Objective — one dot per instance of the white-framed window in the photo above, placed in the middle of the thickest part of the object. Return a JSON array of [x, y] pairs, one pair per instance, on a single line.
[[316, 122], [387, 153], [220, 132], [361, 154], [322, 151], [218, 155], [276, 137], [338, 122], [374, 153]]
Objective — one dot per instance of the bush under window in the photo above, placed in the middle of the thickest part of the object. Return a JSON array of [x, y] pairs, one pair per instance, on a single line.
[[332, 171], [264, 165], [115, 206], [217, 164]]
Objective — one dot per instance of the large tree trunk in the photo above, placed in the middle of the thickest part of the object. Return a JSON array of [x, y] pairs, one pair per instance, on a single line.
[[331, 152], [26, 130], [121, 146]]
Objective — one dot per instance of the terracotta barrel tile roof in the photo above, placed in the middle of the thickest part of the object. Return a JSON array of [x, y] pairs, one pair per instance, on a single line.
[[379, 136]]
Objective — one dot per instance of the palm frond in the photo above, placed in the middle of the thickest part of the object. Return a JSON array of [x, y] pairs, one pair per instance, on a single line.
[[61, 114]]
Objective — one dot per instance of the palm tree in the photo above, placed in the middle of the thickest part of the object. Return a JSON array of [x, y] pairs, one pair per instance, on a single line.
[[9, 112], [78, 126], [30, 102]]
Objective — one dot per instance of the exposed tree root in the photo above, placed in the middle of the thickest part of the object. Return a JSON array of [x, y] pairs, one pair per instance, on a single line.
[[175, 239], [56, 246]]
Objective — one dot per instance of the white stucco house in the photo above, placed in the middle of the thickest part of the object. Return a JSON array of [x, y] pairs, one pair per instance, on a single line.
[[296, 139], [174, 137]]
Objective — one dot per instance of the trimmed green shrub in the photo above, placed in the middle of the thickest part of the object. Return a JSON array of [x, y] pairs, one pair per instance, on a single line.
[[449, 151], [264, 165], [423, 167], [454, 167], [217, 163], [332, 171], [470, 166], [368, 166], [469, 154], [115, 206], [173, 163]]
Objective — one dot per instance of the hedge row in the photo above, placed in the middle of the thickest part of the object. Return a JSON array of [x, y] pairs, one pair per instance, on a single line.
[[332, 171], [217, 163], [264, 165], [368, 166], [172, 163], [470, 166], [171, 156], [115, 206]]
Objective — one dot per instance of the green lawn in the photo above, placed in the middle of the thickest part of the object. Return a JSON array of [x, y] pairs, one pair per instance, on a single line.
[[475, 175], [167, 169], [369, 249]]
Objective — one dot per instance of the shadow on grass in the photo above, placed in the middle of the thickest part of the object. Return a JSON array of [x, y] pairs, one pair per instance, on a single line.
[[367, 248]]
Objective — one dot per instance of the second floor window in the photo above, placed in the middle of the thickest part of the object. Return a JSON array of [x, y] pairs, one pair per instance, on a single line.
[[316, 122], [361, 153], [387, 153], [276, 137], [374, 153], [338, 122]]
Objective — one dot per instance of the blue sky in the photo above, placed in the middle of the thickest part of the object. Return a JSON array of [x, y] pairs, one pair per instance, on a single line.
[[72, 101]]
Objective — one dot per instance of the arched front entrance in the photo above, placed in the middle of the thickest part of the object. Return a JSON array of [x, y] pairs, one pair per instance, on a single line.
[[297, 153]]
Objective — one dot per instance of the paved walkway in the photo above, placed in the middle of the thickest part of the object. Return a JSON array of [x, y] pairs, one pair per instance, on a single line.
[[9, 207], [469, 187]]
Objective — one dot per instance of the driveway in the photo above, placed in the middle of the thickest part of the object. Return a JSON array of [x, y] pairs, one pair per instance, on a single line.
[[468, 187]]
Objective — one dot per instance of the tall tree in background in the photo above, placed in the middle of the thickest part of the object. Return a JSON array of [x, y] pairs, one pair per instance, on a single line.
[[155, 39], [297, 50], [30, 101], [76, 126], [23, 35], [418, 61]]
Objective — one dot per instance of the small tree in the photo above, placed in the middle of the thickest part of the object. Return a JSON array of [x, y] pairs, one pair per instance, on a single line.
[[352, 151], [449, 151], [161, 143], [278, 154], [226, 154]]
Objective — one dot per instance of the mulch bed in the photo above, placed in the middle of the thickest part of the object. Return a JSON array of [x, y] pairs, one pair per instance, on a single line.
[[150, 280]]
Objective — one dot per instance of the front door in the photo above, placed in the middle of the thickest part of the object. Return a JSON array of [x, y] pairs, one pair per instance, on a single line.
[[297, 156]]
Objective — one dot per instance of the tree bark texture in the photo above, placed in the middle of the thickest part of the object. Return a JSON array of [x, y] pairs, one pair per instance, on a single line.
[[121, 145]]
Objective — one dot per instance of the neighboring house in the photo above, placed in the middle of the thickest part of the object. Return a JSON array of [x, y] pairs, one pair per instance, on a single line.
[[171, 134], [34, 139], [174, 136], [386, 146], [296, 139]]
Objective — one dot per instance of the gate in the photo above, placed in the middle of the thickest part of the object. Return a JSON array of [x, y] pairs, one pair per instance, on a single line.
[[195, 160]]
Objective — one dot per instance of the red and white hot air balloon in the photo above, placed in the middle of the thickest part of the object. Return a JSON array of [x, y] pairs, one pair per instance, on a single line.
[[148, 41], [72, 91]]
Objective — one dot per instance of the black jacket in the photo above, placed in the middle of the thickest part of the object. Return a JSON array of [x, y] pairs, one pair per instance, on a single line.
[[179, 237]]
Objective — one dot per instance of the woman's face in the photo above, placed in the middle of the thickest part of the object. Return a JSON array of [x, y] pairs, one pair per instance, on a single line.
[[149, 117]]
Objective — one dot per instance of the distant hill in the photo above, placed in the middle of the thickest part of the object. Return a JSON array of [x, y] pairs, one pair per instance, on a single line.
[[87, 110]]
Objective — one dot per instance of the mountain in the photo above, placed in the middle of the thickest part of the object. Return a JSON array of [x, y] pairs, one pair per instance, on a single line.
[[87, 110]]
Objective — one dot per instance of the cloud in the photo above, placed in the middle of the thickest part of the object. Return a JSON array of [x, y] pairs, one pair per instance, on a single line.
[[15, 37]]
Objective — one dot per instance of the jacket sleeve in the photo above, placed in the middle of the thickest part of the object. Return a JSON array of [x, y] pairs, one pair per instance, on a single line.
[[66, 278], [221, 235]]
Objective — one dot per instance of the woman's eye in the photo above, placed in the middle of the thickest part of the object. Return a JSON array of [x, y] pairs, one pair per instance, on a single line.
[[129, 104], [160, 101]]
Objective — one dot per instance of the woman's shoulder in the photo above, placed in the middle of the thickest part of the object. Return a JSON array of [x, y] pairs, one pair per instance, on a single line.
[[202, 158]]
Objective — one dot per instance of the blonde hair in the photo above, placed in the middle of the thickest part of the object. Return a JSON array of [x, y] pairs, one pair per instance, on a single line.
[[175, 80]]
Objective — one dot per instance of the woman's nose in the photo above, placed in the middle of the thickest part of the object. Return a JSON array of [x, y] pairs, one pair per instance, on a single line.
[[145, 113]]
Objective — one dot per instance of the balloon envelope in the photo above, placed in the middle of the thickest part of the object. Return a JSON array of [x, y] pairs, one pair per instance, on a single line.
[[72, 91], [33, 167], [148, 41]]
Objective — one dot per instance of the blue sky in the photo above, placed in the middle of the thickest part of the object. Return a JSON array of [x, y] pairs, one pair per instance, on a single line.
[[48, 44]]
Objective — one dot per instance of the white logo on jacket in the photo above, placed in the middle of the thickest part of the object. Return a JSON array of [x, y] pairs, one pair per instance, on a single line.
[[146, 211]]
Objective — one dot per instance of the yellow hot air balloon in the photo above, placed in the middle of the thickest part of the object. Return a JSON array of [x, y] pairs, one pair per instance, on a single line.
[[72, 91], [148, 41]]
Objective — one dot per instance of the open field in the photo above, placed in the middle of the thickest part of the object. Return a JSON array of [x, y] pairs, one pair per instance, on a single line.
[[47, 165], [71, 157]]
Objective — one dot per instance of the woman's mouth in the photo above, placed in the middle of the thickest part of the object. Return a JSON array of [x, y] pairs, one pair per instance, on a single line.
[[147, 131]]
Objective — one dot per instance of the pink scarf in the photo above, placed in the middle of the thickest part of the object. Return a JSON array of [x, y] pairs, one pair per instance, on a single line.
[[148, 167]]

▶ **WHAT THE TASK ASKS**
Everything from the line with "Objective — one dot per instance of the open" through the last line of the material above should be echoed exactly, and nothing else.

▶ **OUTPUT OF THE TASK**
Objective — one dot per instance of the open field in the photo above, placed in the middle of the thickest part of the object. Return a JSON array of [x, y] pairs, one pair per instance, on a single line.
[[47, 165], [71, 157]]
Objective — one dot per instance of the woman's mouth in the photo above, placed in the middle of the thickest part of the object. Return a JSON array of [x, y] pairs, one pair per instance, on a single line.
[[147, 131]]
Objective — one dot per instance of the pink scarf in the photo above, placed in the middle of the thickest part of the object. Return a JSON array of [x, y] pairs, one pair per instance, on a single line.
[[148, 167]]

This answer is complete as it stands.